WHAT YOU NEED TO DO -
All lines from the opening of the data to the line containing "Give the mask of every instance of the raised" must be returned unchanged, and only those lines.

DATA UNDER STUDY -
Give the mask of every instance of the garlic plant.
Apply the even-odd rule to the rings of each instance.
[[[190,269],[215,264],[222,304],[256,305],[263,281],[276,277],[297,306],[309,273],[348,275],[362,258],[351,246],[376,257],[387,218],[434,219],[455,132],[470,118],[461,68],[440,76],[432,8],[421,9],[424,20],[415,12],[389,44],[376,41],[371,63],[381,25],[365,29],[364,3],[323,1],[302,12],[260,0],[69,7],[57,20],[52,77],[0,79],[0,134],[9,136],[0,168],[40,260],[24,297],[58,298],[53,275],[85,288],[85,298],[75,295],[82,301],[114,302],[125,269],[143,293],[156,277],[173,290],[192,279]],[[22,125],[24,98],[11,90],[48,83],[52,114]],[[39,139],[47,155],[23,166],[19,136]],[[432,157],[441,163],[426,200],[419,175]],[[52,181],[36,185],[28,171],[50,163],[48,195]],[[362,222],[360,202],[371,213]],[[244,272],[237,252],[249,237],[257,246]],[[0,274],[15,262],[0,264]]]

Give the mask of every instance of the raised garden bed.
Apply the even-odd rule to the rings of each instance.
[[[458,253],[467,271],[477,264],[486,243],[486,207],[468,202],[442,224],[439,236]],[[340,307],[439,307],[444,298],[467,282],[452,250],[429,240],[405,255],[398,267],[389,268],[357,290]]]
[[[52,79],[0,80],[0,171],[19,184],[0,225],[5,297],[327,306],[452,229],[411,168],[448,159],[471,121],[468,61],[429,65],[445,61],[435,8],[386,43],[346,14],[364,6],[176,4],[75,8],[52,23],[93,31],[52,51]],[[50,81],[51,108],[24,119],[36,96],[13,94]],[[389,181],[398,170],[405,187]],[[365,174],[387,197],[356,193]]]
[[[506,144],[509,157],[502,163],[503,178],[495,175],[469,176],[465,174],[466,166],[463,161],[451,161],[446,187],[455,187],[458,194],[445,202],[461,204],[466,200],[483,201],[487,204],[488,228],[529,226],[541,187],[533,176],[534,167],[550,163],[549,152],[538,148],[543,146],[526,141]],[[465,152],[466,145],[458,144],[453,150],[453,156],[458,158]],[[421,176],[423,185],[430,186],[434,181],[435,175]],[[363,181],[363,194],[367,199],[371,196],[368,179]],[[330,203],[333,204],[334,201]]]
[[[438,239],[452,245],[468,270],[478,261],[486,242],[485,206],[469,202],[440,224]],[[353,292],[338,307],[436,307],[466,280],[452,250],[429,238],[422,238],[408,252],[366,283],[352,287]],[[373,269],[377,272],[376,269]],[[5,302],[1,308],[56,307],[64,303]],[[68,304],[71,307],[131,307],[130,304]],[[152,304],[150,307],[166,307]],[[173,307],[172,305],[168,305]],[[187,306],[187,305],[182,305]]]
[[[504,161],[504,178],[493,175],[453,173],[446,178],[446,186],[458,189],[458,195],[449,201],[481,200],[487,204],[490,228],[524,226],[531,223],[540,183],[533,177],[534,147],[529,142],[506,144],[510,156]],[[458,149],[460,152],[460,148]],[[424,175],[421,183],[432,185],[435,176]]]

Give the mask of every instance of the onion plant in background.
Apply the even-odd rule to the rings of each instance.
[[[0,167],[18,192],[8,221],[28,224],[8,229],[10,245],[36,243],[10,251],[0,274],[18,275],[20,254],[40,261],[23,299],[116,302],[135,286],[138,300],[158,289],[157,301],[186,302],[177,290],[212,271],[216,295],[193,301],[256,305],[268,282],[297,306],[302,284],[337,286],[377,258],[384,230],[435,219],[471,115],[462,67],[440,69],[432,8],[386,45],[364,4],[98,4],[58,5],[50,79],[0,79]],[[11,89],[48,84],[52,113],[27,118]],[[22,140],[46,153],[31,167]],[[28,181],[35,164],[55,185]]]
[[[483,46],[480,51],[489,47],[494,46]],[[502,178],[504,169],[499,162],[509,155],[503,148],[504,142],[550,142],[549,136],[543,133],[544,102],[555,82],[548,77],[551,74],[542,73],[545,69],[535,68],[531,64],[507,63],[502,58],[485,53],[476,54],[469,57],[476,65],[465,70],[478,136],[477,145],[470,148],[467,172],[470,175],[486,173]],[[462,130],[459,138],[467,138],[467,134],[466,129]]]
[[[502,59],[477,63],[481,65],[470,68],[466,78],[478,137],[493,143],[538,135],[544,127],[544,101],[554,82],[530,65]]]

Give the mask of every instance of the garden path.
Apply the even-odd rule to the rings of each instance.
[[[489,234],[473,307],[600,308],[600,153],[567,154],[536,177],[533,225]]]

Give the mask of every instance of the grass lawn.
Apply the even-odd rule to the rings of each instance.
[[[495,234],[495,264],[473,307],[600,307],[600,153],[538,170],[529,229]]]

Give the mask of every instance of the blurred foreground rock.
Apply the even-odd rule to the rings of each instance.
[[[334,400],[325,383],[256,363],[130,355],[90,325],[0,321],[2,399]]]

OUTPUT OF THE EXERCISE -
Give the mask of every instance of the garlic plant.
Apply the even-odd rule to the rings of each instance.
[[[190,269],[215,264],[222,304],[256,305],[263,281],[276,277],[297,306],[309,273],[348,275],[362,258],[351,246],[376,257],[387,218],[434,219],[455,132],[470,118],[461,68],[440,76],[432,8],[421,9],[424,20],[415,12],[389,44],[376,41],[371,63],[381,25],[365,29],[364,3],[323,1],[302,12],[260,0],[69,7],[57,20],[52,77],[0,79],[0,134],[9,136],[0,168],[40,260],[24,297],[58,298],[53,275],[85,288],[85,298],[75,295],[82,301],[114,302],[125,269],[143,293],[156,277],[173,290],[192,279]],[[22,125],[24,98],[11,90],[48,83],[52,114]],[[39,139],[47,155],[23,166],[19,136]],[[432,157],[441,163],[426,200],[419,175]],[[52,181],[36,185],[28,171],[50,163],[48,195]],[[362,222],[360,202],[371,213]],[[244,272],[237,252],[249,237],[257,246]],[[0,274],[15,262],[0,264]]]

Give the mask of every instance of the raised garden bed.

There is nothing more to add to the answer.